◆ **Work request 1**: In the article on junk food shaming, what two items does the writer mention catching someone consuming?
◆ **Work request 2**: Reproduce the portion of the article on junk food shaming that opens with the words containing "Mind you, it’s" and closes with "a healthy diet.".
___ Passage to read
Junk food shaming not as effective as hoped. Nutrition Nerd needs new shtick.

by Denis Faye | June 18, 2015

aholeI admit it. I’m a junk food shamer. While I’d never trash a person for what they look like, I’m the first to let loose a pithy comment about what they put in their mouth. If you’ve asked me for help with your diet and I catch you plowing through a bag of Cheetos or gulping down a Big Gulp, you’re in for an earful. And if I’m in the right (wrong) mood, I can be a flat-out jerk about it.

Mind you, it’s not that I like being an a-hole. (It’s more of a genetic thing. I come from a long line of a-holes.) I’m just trying to play the tough love card and drive home how food choices are the key to a healthy diet.

But new research shows that I might want to rethink my strategy. You’d think that talking someone out of eating crappy food would open up opportunities for them to eat more healthy food, right? Turns out it might not work that way.
______
___ Data shown
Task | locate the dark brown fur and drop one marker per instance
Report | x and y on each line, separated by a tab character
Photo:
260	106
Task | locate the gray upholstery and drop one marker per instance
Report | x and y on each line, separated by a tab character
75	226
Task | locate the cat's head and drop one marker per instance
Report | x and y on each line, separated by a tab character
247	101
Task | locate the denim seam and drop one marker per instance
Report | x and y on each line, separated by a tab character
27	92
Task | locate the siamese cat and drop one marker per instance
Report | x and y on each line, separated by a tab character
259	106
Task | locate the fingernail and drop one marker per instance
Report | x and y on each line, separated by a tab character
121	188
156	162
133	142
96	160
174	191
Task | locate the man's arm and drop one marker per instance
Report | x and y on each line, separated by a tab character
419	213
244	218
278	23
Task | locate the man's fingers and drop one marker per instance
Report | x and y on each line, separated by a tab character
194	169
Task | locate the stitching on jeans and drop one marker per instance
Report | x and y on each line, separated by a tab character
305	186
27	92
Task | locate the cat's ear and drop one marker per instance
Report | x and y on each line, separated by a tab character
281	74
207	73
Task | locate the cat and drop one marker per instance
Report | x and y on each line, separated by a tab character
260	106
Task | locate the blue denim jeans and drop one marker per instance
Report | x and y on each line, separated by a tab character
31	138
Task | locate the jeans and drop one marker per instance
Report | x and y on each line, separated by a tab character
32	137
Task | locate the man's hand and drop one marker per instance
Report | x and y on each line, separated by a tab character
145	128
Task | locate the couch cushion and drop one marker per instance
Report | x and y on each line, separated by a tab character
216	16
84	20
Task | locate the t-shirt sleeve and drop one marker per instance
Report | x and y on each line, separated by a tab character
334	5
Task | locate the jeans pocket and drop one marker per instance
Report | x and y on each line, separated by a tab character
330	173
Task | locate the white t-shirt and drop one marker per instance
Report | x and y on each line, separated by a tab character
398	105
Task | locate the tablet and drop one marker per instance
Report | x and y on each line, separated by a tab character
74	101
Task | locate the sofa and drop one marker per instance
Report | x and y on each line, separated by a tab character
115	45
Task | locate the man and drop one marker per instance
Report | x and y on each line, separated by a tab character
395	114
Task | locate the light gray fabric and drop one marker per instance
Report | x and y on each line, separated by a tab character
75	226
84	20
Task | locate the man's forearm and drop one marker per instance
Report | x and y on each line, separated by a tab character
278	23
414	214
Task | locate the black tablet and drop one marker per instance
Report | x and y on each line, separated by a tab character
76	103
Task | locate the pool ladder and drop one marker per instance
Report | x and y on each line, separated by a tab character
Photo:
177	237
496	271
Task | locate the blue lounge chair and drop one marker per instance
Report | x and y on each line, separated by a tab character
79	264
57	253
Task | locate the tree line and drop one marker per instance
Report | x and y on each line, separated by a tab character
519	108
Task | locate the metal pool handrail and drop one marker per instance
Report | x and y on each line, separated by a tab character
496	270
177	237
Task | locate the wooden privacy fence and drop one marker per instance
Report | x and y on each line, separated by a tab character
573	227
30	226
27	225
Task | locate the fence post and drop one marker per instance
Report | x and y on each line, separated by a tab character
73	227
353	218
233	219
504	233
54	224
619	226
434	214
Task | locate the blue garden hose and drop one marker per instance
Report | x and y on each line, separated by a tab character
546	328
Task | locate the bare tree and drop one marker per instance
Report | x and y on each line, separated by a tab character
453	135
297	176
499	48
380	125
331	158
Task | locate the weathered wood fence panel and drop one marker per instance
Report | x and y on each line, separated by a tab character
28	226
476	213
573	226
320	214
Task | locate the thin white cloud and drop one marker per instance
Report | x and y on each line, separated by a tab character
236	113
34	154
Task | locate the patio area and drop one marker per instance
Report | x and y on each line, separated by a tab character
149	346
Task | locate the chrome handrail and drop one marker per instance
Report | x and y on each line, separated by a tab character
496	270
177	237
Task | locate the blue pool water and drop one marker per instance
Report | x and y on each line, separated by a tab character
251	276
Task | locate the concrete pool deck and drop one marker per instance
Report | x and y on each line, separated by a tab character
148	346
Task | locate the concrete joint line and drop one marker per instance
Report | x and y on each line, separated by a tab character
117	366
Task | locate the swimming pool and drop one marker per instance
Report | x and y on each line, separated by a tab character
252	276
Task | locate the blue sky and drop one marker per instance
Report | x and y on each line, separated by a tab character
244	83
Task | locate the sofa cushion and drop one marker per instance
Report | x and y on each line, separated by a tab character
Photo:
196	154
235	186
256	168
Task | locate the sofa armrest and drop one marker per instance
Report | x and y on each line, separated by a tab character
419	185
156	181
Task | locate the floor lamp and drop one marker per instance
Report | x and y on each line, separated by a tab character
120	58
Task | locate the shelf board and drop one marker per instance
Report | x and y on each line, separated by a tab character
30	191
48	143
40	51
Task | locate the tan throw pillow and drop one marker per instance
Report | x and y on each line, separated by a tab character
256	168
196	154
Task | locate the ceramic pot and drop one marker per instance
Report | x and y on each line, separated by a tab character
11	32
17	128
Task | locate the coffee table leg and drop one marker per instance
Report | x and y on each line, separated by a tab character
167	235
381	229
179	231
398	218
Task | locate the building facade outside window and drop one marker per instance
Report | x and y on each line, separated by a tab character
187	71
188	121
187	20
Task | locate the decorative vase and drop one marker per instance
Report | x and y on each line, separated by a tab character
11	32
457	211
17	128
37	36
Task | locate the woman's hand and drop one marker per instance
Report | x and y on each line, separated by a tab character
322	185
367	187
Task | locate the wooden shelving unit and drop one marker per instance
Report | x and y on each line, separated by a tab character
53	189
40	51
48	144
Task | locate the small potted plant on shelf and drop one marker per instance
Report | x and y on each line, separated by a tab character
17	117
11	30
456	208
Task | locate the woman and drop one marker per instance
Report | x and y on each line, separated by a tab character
______
◆ **Your solution 1**: A bag of Cheetos and a Big Gulp.

◆ **Your solution 2**:
Mind you, it’s not that I like being an a-hole. (It’s more of a genetic thing. I come from a long line of a-holes.) I’m just trying to play the tough love card and drive home how food choices are the key to a healthy diet.